======== Given data ========

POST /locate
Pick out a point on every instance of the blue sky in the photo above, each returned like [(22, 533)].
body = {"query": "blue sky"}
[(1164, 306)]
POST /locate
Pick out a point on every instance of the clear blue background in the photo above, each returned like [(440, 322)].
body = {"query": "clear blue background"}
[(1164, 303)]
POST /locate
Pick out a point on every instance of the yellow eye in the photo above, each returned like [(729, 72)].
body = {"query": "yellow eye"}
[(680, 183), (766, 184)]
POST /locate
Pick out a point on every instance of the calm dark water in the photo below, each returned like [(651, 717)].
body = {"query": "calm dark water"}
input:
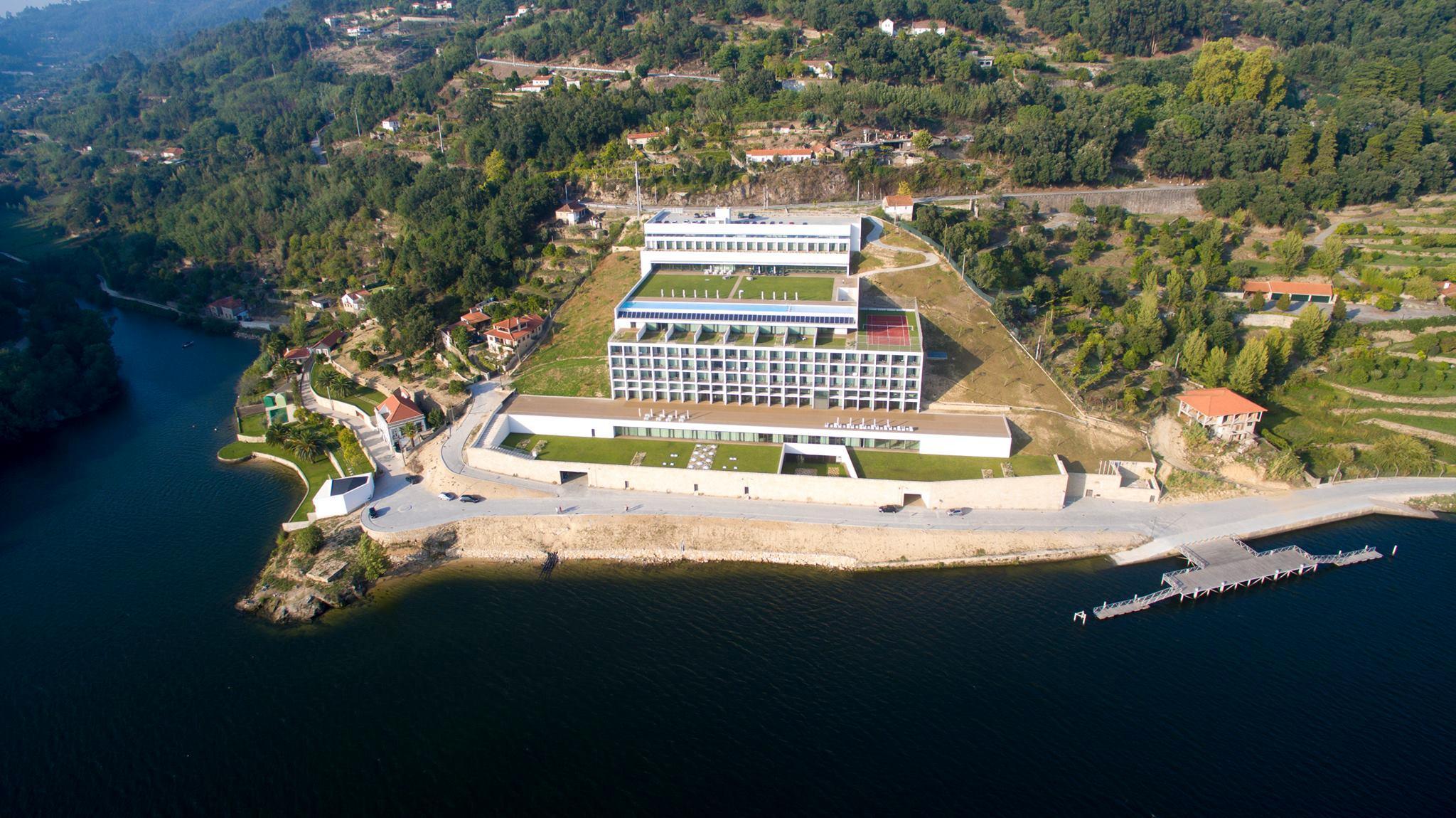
[(130, 686)]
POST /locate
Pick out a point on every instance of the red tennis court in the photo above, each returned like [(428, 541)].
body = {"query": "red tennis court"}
[(889, 329)]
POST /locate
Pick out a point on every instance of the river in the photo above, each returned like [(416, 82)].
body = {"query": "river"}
[(129, 683)]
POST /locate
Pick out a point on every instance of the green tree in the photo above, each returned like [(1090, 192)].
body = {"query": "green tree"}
[(1328, 152), (373, 561), (1250, 368), (1215, 367), (1289, 253), (1310, 331)]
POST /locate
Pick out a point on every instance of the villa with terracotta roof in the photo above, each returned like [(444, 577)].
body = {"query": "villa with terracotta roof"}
[(397, 414), (1312, 292), (1226, 414), (508, 335), (899, 207)]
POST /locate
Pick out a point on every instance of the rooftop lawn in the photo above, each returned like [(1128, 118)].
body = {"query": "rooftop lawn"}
[(889, 464), (744, 287), (660, 453), (315, 470)]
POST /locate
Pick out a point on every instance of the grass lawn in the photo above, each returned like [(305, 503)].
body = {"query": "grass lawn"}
[(762, 287), (572, 361), (252, 425), (886, 464), (315, 470), (660, 453)]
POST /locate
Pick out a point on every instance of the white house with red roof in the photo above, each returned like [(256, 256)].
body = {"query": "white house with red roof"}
[(397, 414), (229, 309), (508, 335), (1226, 414)]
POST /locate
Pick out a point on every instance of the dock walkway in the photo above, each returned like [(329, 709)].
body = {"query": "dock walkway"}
[(1225, 563)]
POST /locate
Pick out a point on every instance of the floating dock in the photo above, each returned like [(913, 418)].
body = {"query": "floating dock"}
[(1225, 563)]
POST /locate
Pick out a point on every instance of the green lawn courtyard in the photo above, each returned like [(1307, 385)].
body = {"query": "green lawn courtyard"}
[(314, 470), (756, 287), (646, 452)]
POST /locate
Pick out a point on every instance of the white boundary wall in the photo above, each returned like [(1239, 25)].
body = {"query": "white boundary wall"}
[(963, 446)]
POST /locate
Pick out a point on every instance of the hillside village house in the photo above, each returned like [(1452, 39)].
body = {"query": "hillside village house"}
[(788, 154), (228, 309), (326, 344), (355, 302), (508, 335), (1297, 292), (899, 207), (1226, 414), (395, 415), (643, 137), (571, 213)]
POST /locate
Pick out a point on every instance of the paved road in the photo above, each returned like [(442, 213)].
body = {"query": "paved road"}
[(919, 200)]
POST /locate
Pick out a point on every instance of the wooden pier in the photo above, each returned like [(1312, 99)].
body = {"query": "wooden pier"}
[(1225, 563)]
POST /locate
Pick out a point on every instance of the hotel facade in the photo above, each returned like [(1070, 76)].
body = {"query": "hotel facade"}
[(761, 309)]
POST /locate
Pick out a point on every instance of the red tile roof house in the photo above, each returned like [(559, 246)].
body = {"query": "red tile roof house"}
[(228, 309), (1297, 290), (1226, 414), (355, 302), (395, 415), (508, 335)]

========

- [Task goal]:
Keep every word of the records exact as you write them out, but drop the pictures.

- [Response to this task]:
POST /locate
Pick out a point on every instance of the blue sky in the photo above, each returned like [(22, 533)].
body = {"query": "blue sky"}
[(1164, 306)]
POST /locate
Pick out a point on every instance of the clear blue background in the photo above, each returned like [(440, 322)].
body = {"query": "clear blue background"}
[(1164, 303)]
POST /locate
Pick out a point on every instance of the yellow eye in the photo above, each returned like [(729, 72)].
body = {"query": "yellow eye"}
[(680, 183), (766, 184)]
POST /locate
Pick out a point on every instance of the calm dark water in the photo below, each returned like [(651, 717)].
body = {"query": "calm dark water"}
input:
[(130, 686)]
POST /locate
Pick out a point on every instance of the red tennis court in the photo above, each returned like [(428, 541)].
body = {"query": "red tennis court"}
[(889, 329)]
POST /locate
Pick out a point on every instance of the river in the photo above, each returned like [(416, 82)].
body = {"query": "river"}
[(129, 683)]
POST /locate
Pick out a point on every instance of the green tree in the photo above, each returned like [(1090, 192)].
body = {"query": "green tree"}
[(1328, 152), (373, 561), (1250, 368), (1215, 367), (1289, 253), (1310, 331)]
POST /locate
Pick out a point on every instance of the villa with terracotta roof in the photo above, each returned like [(444, 577)].
body = {"query": "villa with terracotta roof"}
[(397, 414), (1312, 292), (1226, 414), (508, 335), (899, 207)]
POST /locate
Pick out a point on every instance of the rooftop lawn in the photo above, each returned like [(1128, 118)].
body = {"query": "rooftop lawn"}
[(889, 464), (744, 287), (660, 453), (315, 470)]
POST /locate
Pick out a point on every instance of the grass lawn in the photo above, each returned like [(305, 503)].
body = {"query": "grass lawn"}
[(762, 287), (572, 361), (252, 425), (886, 464), (315, 470), (660, 453)]
POST /locate
Pick out a point on every instance of the white house with red roof in the photo above, each returned like [(256, 256)].
body = {"query": "white house with red roof"}
[(397, 414), (229, 309), (508, 335), (1226, 414)]
POST /locate
Pick out a point on every instance of the dock walkway in the photo above, each returned like [(329, 709)].
body = {"query": "dock walkway"}
[(1225, 563)]
POST /locate
Pick out a point on every instance of the floating dock in the photo above, each returned like [(913, 418)].
body = {"query": "floating dock"}
[(1225, 563)]
POST /locate
Pick out a point on every instance of the green lawn courtyard in the photo above, each returned like [(1307, 385)].
body = {"query": "green lawn courtyard"}
[(314, 470), (756, 287), (646, 452)]
POST /locate
Pick out a point on every instance of the white boundary wall in the photo above, each returned like [(1239, 25)].
body = {"query": "white boundary wall"}
[(963, 446)]
POST /locate
Pick out a point on every instance of the hillside village house in the photo above, each returned like [(1452, 39)].
body = {"query": "hillside village house"}
[(788, 154), (228, 309), (326, 344), (355, 302), (508, 335), (1297, 292), (899, 207), (1226, 414), (395, 415), (643, 137), (571, 213)]
POST /locate
Pick out a point on every instance of the paved road in the photo above, each returned like [(442, 213)].
body = {"query": "paved road"}
[(919, 200)]
POST /locate
Pick out a point on every instance of the wooden pier in the photo above, each returned like [(1312, 99)].
body = {"query": "wooden pier"}
[(1225, 563)]
POST /locate
Pick out a point on every instance of the hotel facade in the photo above, each returned like [(1070, 76)].
body = {"query": "hotel facade"}
[(761, 309)]
POST /locate
Pick out a point on every instance of the red tile roof house in the photo above, each returned like [(559, 246)].
body = {"query": "red tile roof house"}
[(228, 309), (1297, 290), (1226, 414), (355, 302), (395, 415), (508, 335)]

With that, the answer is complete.